Begin MATERIAL FOR THIS EXERCISE

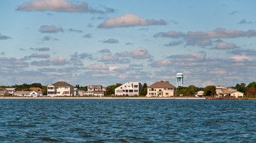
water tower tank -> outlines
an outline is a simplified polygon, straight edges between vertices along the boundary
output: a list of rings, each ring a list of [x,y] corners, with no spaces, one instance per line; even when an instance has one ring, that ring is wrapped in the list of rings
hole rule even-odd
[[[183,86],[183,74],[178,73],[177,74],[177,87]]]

End MATERIAL FOR THIS EXERCISE
Begin MATERIAL FOR THIS EXERCISE

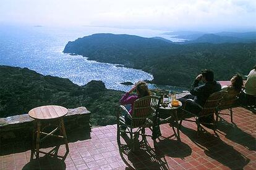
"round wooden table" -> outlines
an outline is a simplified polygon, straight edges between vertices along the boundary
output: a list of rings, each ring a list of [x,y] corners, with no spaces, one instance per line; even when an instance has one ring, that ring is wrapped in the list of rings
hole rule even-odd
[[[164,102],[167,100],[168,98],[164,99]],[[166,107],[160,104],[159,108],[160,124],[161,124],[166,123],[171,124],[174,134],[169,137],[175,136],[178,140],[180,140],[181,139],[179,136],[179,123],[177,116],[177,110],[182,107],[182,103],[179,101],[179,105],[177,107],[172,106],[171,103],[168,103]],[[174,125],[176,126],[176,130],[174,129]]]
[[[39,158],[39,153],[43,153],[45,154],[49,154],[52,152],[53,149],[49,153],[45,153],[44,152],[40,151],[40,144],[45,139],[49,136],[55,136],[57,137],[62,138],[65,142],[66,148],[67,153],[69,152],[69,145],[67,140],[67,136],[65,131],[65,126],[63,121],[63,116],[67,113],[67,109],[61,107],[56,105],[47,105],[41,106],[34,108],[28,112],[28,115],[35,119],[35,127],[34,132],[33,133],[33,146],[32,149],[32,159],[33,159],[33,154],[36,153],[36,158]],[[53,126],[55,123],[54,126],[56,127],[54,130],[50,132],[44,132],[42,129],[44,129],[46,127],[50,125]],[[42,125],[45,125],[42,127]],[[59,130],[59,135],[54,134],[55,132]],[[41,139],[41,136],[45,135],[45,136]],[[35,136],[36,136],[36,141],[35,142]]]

End MATERIAL FOR THIS EXERCISE

▶ [PROBLEM DESCRIPTION] Output the lines of the listing from the line containing "water tower tank -> outlines" through the line containing "[[[183,86],[183,74],[178,73],[177,74],[177,87]]]", inclusive, reproducing them verbatim.

▶ [EXERCISE ANSWER]
water tower tank -> outlines
an outline is a simplified polygon, straight edges between vertices along the boundary
output: a list of rings, each ring a list of [x,y] corners, with no spaces, one instance per line; even when an instance has one ring, that ring is wrapped in the list of rings
hole rule even-odd
[[[183,86],[183,74],[178,73],[177,74],[177,87]]]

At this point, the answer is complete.